Objective 1: Copy the accounting standards passage below word for word, from "In February 2007, the" to "results of operations.".

Text segment:
╭──
In February 2007, the FASB issued SFAS No. 159, “The Fair Value Option for Financial Assets and Financial
Liabilities — Including an amendment of FASB Statement No. 115,” (“SFAS No. 159”), which permits entities to
choose to measure many financial instruments and certain other items at fair value. The objective of SFAS No. 159
is to improve financial reporting by providing entities with the opportunity to mitigate volatility in reported earnings
caused by measuring related assets and liabilities differently without having to apply complex hedge accounting
provisions. SFAS No. 159 is effective for fiscal years beginning after November 15, 2007. The Company was
required to adopt SFAS No. 159 on January 1, 2008. The adoption of SFAS No. 159 did not have a material impact
on the Company’ s financial condition or results of operations.
In December 2007, the FASB issued SFAS No. 141(R), “Business Combinations,” (“SFAS No. 141(R)”), which
establishes principles and requirements for how an acquirer recognizes and measures in its financial statements the
identifiable assets acquired, the liabilities assumed, any noncontrolling interest in the acquiree and the goodwill
acquired. SFAS No. 141(R) also establishes disclosure requirements to enable the evaluation of the nature and
financial effects of the business combination. SFAS No. 141(R) is effective for financial statements issued for fiscal
years beginning after December 15, 2008 and early adoption is prohibited. The Company has not yet determined the
effect on its financial condition or results of operations, if any, upon adoption of SFAS No. 141(R).
In December 2007, the FASB issued SFAS No. 160, “Noncontrolling Interests in Consolidated Financial
Statements,(“SFAS No. 160”), which establishes accounting and reporting standards for ownership interests in
subsidiaries held by parties other than the parent, the amount of consolidated net income attributable to the parent
and to the noncontrolling interest, changes in a parent’ s ownership interest, and the valuation of retained
noncontrolling equity investments when a subsidiary is deconsolidated. SFAS No. 160 also establishes disclosure
requirements that clearly identify and distinguish between the interests of the parent and the interests of the
noncontrolling owners. SFAS No. 160 is effective for financial statements issued for fiscal years beginning after
December 15, 2008 and early adoption is prohibited. The Company has not yet determined the effect on its financial
condition or results of operations, if any, upon adoption of SFAS No. 160.
╰──
The data:
╭──
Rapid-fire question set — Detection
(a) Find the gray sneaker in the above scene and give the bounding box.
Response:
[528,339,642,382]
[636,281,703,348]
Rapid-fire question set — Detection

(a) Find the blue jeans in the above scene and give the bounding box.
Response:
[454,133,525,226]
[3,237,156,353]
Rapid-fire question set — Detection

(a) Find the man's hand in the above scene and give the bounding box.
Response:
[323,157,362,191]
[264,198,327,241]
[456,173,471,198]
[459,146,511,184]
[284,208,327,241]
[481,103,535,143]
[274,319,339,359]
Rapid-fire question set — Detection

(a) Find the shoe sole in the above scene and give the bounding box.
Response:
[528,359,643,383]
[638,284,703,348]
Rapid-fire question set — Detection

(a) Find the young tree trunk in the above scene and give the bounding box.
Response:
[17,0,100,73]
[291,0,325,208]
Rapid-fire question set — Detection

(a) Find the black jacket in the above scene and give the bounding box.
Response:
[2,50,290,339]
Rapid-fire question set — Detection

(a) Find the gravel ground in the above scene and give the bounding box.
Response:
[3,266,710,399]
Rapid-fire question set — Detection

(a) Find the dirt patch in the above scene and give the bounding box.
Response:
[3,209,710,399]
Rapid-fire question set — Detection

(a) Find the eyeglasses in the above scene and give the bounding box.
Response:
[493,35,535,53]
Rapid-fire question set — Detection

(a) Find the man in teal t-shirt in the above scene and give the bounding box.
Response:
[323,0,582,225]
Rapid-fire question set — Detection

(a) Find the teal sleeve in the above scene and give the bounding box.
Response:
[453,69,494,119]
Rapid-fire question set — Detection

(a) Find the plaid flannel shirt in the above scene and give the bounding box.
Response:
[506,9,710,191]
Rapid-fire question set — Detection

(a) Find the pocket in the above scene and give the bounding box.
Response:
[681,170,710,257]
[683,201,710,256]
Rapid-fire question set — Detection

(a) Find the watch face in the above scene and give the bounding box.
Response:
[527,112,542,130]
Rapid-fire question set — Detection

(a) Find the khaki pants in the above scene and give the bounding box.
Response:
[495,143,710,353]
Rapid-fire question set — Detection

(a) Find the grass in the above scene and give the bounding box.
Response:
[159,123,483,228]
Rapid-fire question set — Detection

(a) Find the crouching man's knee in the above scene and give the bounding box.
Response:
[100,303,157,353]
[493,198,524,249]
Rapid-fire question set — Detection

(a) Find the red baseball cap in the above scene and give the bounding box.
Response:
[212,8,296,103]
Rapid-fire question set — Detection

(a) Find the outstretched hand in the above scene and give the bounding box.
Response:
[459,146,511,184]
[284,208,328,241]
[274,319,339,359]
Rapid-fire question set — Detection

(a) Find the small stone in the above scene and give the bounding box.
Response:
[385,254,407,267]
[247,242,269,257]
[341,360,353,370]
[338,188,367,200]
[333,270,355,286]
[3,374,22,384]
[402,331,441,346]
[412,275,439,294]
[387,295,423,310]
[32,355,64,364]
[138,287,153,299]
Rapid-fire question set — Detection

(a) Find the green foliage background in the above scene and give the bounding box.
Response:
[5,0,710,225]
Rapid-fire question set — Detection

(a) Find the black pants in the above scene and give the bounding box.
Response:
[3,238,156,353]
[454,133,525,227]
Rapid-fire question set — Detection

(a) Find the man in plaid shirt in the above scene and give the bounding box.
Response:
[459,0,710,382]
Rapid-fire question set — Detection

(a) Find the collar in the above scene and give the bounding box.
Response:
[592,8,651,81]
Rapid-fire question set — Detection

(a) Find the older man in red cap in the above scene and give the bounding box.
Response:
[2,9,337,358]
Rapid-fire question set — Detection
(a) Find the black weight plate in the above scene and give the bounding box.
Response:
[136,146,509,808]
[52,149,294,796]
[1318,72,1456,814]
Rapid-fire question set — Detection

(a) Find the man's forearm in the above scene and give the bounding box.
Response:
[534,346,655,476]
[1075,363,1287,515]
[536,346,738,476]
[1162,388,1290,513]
╰──
Objective 2: List every line in the records above that contains the word "pants".

Exercise solution 1:
In February 2007, the FASB issued SFAS No. 159, “The Fair Value Option for Financial Assets and Financial
Liabilities — Including an amendment of FASB Statement No. 115,” (“SFAS No. 159”), which permits entities to
choose to measure many financial instruments and certain other items at fair value. The objective of SFAS No. 159
is to improve financial reporting by providing entities with the opportunity to mitigate volatility in reported earnings
caused by measuring related assets and liabilities differently without having to apply complex hedge accounting
provisions. SFAS No. 159 is effective for fiscal years beginning after November 15, 2007. The Company was
required to adopt SFAS No. 159 on January 1, 2008. The adoption of SFAS No. 159 did not have a material impact
on the Company’ s financial condition or results of operations.

Exercise solution 2:
(a) Find the khaki pants in the above scene and give the bounding box.
(a) Find the black pants in the above scene and give the bounding box.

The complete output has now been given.